Text provided:
Using ATM technology, networks today can establish dedicated links
between nodes. These links can be created as needed and can create
high-throughput connections between nodes. Currently, there are no
call control procedures for the establishment and clearing of ATM
on-demand connections over MPLS.
[0006] As noted above, an MPLS network consists of MPLS switches
serving as LERs and LSRS and provides connection services for the
establishment of MPLS connections. To establish on-demand ATM
connections, ATM connection information needs to be exchanged
between its call control peers or between two communicating ATM
nodes. In ATM networks, ATM signalling protocols are used to
exchange ATM connection information between call control peers or
nodes.
[0007] One major feature of MPLS is the unidirectional nature of
its connections. Forwarding of a traffic flow is determined by the
label attached to a data transfer unit. Since label assignment in
one direction is not associated with the reverse direction, there
is no indication as to the original source of the data transfer
unit. A destination node therefore cannot be determined from where
traffic flow originated. Also, since in a uni-directional system
the routing is label based, a route used by one data transfer unit
may be different from a route used by a second data transfer unit
even if both data transfer units originated from the same source
and are heading to the same destination. This feature of the MPLS
standard renders it quite difficult to set up an ATM style
connection between two nodes. Furthermore, this feature renders any
"link" between nodes across an MPLS domain as a unidirectional
link. Coordinating control signals between two nodes is, again,
rendered difficult.

Supplied entries:

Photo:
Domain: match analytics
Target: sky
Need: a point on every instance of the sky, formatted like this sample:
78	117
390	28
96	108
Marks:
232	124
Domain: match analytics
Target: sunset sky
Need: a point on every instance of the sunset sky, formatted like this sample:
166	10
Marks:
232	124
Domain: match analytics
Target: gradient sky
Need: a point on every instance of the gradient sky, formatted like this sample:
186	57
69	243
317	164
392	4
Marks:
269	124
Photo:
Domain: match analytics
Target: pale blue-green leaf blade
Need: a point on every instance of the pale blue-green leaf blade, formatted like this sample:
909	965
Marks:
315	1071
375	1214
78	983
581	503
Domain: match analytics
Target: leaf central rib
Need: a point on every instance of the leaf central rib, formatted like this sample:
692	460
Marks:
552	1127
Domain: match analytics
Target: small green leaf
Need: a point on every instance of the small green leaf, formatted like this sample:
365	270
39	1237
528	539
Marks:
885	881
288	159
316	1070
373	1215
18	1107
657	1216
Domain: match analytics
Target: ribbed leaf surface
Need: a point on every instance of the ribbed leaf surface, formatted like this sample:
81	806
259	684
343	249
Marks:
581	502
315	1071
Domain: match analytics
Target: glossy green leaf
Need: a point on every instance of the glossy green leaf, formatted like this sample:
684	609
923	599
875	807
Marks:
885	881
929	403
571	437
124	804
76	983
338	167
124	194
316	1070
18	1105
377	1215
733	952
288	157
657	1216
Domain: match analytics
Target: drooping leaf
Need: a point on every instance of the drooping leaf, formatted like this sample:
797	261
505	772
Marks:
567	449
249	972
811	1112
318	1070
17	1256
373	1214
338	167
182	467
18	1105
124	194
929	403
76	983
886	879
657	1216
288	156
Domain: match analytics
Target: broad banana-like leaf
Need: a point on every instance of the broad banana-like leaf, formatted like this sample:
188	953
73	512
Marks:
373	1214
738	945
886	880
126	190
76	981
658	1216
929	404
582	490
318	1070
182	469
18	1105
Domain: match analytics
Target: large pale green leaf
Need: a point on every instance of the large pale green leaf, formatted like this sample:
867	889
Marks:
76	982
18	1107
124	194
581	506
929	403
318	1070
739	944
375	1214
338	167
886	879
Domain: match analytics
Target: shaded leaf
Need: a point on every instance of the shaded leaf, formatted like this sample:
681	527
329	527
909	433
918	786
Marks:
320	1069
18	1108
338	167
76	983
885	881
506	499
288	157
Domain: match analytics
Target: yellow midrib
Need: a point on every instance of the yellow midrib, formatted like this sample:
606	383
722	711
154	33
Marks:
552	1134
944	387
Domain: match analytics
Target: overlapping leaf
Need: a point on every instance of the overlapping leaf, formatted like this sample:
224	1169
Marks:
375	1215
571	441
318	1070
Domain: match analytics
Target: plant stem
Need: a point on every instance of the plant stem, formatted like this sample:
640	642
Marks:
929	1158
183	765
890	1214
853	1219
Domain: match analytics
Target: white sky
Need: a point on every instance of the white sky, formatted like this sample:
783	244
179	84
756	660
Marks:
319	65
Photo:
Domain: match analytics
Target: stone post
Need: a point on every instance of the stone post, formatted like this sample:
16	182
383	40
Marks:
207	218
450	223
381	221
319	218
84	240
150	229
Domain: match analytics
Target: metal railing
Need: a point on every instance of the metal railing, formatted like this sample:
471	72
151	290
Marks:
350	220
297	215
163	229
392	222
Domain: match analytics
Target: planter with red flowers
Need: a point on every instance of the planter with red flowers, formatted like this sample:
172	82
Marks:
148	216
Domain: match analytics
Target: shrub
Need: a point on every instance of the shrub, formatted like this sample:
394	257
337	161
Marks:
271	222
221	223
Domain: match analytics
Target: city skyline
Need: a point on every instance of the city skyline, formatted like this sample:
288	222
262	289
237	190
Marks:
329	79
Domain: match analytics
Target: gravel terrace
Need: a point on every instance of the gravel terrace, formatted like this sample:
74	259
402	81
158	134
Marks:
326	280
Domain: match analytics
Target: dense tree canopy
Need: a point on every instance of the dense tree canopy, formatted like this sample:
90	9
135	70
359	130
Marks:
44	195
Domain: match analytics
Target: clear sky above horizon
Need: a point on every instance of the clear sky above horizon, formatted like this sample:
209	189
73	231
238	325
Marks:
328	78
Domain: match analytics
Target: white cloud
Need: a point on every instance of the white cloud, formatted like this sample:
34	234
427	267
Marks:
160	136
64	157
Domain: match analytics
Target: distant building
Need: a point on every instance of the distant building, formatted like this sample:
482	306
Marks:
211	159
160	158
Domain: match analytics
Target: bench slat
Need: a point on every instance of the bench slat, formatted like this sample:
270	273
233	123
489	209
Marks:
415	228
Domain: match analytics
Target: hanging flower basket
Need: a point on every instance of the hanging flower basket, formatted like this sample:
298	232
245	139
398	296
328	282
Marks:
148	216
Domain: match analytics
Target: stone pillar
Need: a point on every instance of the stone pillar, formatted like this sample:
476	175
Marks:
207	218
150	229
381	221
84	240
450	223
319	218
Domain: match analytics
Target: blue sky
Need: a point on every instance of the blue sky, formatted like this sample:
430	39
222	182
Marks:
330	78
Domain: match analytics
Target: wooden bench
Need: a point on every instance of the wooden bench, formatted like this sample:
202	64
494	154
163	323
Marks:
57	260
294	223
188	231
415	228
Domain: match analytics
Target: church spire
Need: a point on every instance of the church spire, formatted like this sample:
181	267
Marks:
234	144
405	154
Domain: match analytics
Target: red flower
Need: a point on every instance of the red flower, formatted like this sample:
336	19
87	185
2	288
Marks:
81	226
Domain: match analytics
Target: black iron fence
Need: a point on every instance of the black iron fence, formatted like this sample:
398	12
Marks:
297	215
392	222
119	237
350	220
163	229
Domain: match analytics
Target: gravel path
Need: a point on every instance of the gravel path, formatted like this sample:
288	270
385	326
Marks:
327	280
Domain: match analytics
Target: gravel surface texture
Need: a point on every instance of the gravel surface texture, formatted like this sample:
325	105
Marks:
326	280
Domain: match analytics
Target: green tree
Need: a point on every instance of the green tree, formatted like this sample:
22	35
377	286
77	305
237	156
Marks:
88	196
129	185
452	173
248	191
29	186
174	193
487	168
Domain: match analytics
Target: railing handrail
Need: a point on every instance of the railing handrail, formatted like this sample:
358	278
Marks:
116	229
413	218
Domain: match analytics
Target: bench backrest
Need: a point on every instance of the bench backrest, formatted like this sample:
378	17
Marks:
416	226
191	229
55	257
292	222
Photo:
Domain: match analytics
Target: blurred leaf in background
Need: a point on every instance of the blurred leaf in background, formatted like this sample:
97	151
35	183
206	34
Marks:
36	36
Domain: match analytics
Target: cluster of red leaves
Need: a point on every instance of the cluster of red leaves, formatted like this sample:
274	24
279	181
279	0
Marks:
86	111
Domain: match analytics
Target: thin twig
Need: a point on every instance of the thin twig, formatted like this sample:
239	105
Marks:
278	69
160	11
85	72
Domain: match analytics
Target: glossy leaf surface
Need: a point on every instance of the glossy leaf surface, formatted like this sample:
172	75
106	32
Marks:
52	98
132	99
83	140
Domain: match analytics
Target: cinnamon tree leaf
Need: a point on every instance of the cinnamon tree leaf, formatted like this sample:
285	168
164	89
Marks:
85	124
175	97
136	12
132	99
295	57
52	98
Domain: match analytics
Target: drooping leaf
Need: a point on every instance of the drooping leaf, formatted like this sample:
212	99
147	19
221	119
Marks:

Explore the material:
1. In the passage on ATM connections over MPLS, what determines how a traffic flow is forwarded?
2. List every distinct acronym that appears in the passage on ATM connections over MPLS.

Exercise answers:
1. The label attached to a data transfer unit determines how a traffic flow is forwarded.

2. ATM, MPLS, LERs, LSRS